Problem details
Which lines run from the line containing "In the photograph above, where can the silhouetted" through the end of the records below? Reproduce them exactly, and nothing else.

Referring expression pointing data
----

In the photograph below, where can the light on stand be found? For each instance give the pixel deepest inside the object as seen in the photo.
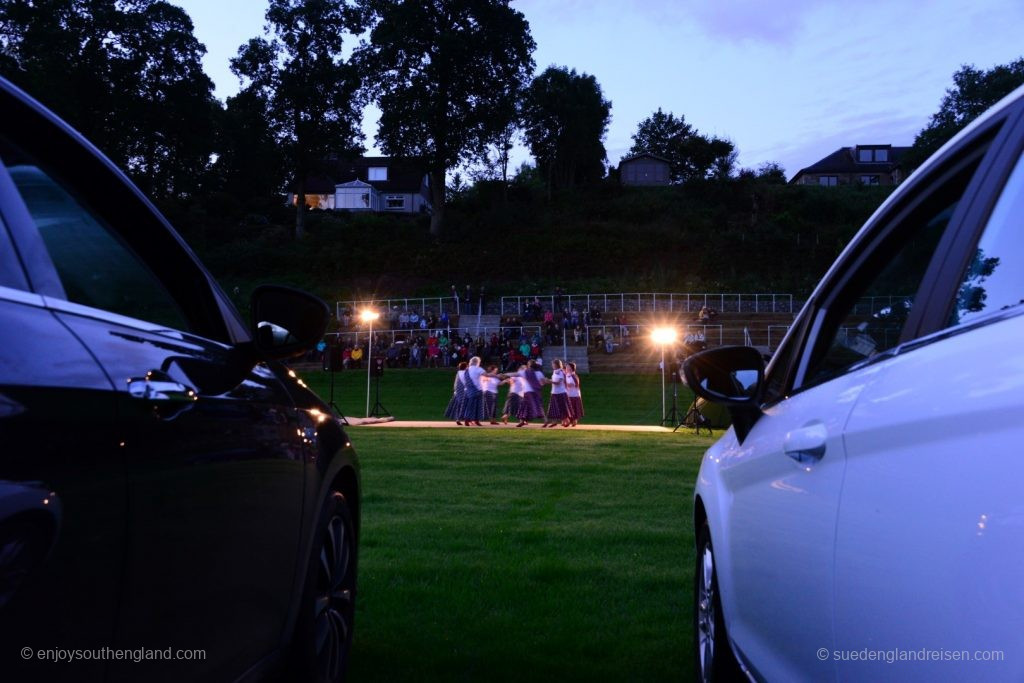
(369, 315)
(663, 337)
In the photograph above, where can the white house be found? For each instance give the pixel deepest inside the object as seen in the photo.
(371, 183)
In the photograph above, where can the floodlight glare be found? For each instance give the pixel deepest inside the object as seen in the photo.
(663, 335)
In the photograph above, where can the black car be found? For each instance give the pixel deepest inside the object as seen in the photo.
(174, 503)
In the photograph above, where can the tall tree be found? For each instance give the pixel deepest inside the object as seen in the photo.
(974, 91)
(690, 155)
(311, 93)
(250, 163)
(127, 74)
(446, 76)
(565, 120)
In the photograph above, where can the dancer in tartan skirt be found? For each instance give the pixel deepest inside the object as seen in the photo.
(472, 399)
(573, 394)
(558, 403)
(491, 382)
(530, 407)
(454, 410)
(512, 401)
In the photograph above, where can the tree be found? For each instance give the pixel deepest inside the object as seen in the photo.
(690, 155)
(446, 76)
(565, 118)
(249, 164)
(311, 93)
(127, 74)
(974, 91)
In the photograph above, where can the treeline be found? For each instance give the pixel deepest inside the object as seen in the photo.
(455, 82)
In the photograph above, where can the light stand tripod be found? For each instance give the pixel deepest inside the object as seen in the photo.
(672, 417)
(694, 418)
(379, 410)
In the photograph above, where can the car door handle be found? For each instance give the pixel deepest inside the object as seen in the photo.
(158, 387)
(807, 444)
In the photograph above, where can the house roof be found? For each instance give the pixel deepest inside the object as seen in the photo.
(844, 160)
(643, 155)
(403, 175)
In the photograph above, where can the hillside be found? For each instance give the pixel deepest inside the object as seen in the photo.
(738, 236)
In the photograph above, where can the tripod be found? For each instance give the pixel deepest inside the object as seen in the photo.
(379, 409)
(331, 402)
(694, 418)
(672, 417)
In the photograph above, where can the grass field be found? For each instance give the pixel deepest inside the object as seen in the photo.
(506, 555)
(422, 394)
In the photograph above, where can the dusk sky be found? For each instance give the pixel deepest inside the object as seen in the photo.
(786, 81)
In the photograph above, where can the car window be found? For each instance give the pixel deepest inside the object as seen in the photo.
(993, 281)
(95, 267)
(867, 317)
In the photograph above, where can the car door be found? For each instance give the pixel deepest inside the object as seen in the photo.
(788, 473)
(62, 489)
(212, 446)
(929, 553)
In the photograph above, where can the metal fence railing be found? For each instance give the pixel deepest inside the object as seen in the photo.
(775, 335)
(649, 302)
(641, 333)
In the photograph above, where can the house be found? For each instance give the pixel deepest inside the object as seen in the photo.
(370, 183)
(864, 164)
(644, 169)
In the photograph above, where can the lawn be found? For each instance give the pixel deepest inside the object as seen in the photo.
(510, 555)
(422, 394)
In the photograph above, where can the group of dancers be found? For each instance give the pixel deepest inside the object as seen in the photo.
(474, 396)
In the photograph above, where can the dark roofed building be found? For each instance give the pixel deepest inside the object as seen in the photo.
(371, 183)
(864, 165)
(644, 169)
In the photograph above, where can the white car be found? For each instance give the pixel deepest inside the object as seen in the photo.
(863, 519)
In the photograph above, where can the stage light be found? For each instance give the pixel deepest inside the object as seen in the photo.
(664, 337)
(369, 315)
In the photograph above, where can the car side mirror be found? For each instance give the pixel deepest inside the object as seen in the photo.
(286, 322)
(730, 376)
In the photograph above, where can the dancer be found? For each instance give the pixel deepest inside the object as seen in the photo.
(491, 381)
(472, 406)
(530, 407)
(454, 410)
(572, 393)
(558, 404)
(514, 398)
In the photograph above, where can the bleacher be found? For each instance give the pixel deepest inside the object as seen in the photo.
(758, 319)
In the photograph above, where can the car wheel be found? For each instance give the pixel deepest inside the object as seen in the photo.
(324, 631)
(714, 655)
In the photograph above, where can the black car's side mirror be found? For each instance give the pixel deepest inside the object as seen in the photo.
(286, 322)
(730, 376)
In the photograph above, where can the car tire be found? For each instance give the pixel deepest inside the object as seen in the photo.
(714, 657)
(324, 630)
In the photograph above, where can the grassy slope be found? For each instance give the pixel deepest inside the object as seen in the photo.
(733, 237)
(510, 555)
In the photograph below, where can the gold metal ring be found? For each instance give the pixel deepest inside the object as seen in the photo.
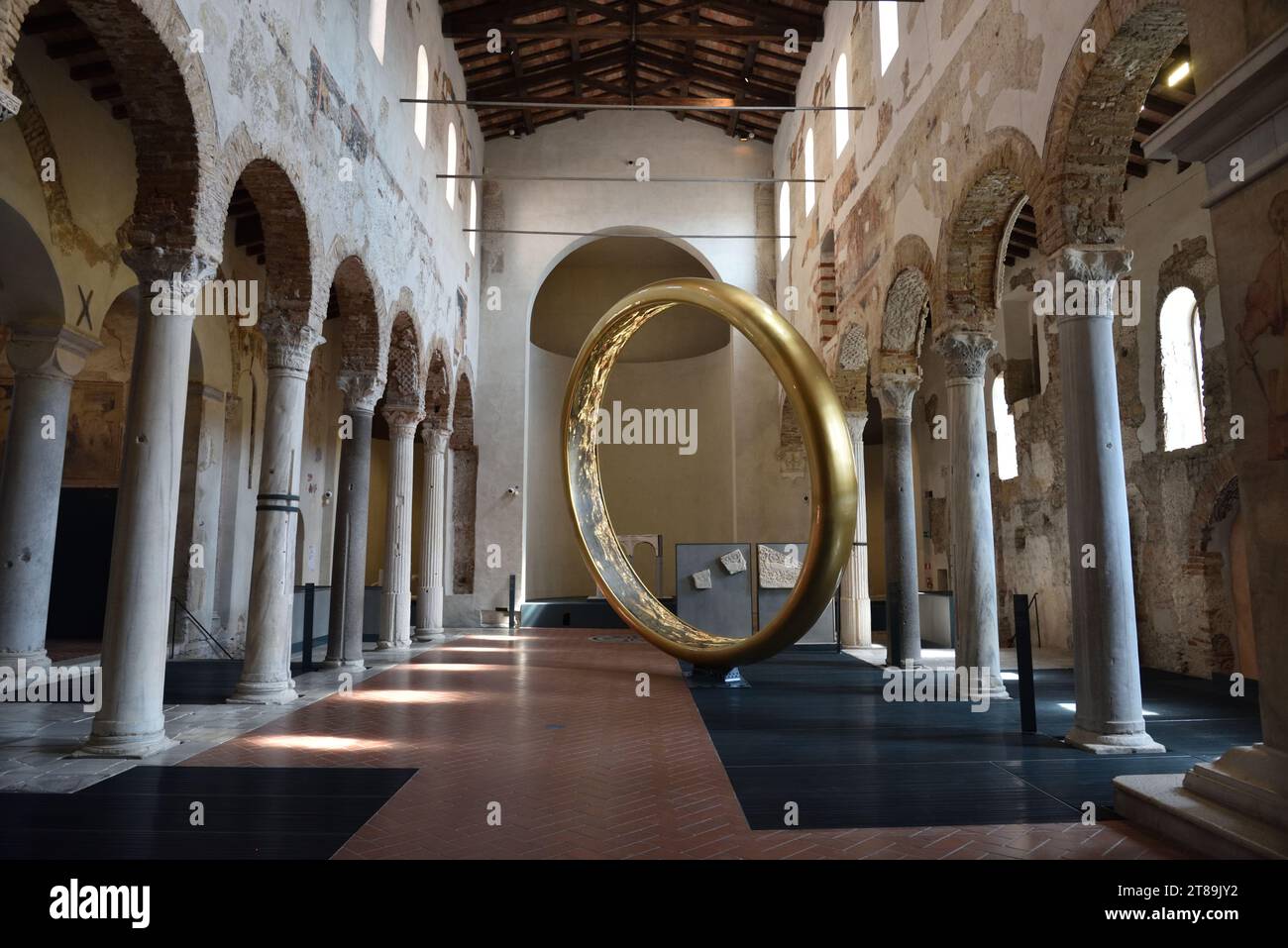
(833, 487)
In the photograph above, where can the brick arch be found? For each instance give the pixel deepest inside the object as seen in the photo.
(905, 316)
(287, 245)
(171, 119)
(360, 307)
(1093, 117)
(438, 388)
(1212, 502)
(402, 385)
(973, 235)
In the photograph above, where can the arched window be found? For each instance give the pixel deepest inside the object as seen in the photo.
(475, 215)
(451, 163)
(809, 171)
(421, 93)
(1181, 351)
(376, 29)
(1004, 425)
(842, 102)
(888, 17)
(785, 220)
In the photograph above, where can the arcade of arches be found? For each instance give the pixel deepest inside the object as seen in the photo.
(277, 346)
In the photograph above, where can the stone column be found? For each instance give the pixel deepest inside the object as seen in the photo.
(44, 363)
(132, 723)
(434, 513)
(1106, 657)
(349, 553)
(200, 485)
(896, 389)
(395, 612)
(855, 597)
(971, 510)
(267, 670)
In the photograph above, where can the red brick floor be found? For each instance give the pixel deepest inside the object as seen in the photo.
(548, 729)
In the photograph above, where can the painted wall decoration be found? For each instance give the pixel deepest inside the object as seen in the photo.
(95, 424)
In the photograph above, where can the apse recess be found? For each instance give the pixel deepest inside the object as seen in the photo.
(591, 278)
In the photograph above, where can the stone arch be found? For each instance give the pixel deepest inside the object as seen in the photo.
(1095, 110)
(403, 386)
(465, 464)
(1212, 501)
(907, 305)
(359, 307)
(974, 233)
(287, 245)
(171, 117)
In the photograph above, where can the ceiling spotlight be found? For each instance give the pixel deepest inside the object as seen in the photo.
(1179, 73)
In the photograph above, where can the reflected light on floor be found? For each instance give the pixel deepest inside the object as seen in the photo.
(1068, 706)
(318, 742)
(406, 695)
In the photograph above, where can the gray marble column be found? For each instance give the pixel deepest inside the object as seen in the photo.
(132, 721)
(429, 596)
(970, 506)
(1106, 657)
(395, 607)
(349, 552)
(267, 670)
(44, 363)
(200, 487)
(897, 389)
(855, 597)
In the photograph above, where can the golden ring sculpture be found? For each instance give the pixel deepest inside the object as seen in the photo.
(833, 487)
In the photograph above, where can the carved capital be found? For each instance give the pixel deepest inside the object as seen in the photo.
(896, 391)
(436, 438)
(9, 104)
(54, 352)
(162, 273)
(361, 390)
(1091, 262)
(965, 353)
(290, 344)
(855, 421)
(403, 419)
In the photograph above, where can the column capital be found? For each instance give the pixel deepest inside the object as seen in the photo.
(436, 438)
(965, 353)
(54, 352)
(855, 421)
(361, 390)
(896, 390)
(158, 265)
(290, 344)
(403, 419)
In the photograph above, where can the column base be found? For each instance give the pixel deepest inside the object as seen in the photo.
(265, 693)
(25, 661)
(1234, 807)
(1137, 742)
(132, 746)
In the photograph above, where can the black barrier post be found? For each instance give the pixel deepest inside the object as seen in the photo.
(1024, 660)
(308, 627)
(513, 581)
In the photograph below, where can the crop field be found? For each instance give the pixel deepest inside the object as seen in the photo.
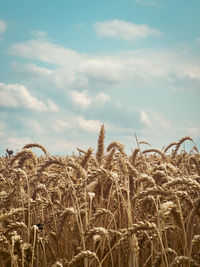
(101, 208)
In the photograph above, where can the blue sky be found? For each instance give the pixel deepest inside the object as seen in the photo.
(67, 66)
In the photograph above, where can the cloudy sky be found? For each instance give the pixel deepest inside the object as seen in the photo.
(67, 66)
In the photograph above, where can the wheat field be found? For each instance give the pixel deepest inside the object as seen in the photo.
(103, 208)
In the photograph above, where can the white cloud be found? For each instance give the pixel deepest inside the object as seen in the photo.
(39, 34)
(103, 98)
(32, 69)
(2, 27)
(88, 125)
(145, 119)
(16, 95)
(147, 2)
(120, 29)
(77, 123)
(103, 71)
(80, 98)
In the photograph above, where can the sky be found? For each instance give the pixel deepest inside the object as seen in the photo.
(69, 66)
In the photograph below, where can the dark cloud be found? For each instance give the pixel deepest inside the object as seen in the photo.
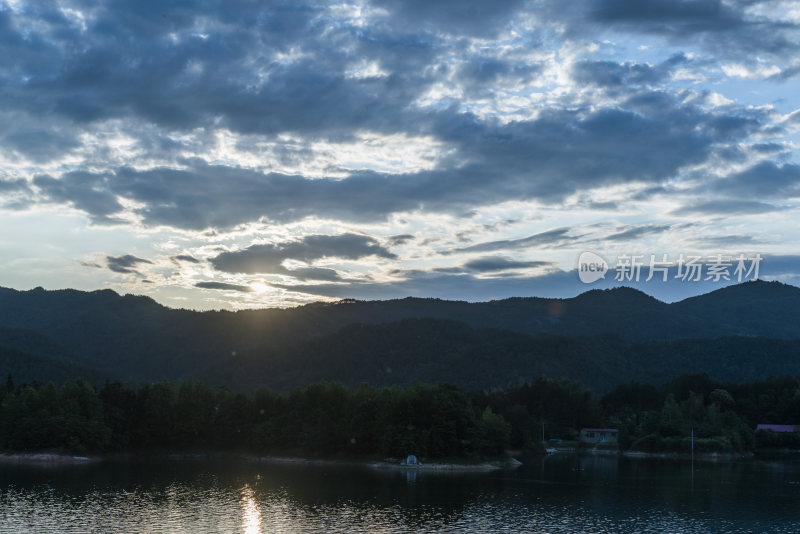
(636, 232)
(86, 191)
(727, 240)
(463, 17)
(554, 237)
(726, 28)
(449, 286)
(726, 207)
(501, 263)
(39, 145)
(400, 239)
(270, 258)
(764, 180)
(124, 264)
(186, 258)
(17, 185)
(227, 69)
(222, 286)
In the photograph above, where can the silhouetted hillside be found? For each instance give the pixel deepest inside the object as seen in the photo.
(602, 337)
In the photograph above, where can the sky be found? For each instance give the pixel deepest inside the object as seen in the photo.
(242, 154)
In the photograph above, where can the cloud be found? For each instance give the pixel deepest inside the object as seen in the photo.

----

Answer to this problem
In the photograph above, where can the silhouetted hillside be found? For each instance give the pixel deepest inside the object as seen in the photo.
(602, 337)
In the photograph above, where can the sky be found? For each instance give the pixel deepest inside the object as seen in the photo.
(242, 154)
In the photograph above, where can the cloud be found? For each instance give the pixel deepest inside the object as seen in the photo.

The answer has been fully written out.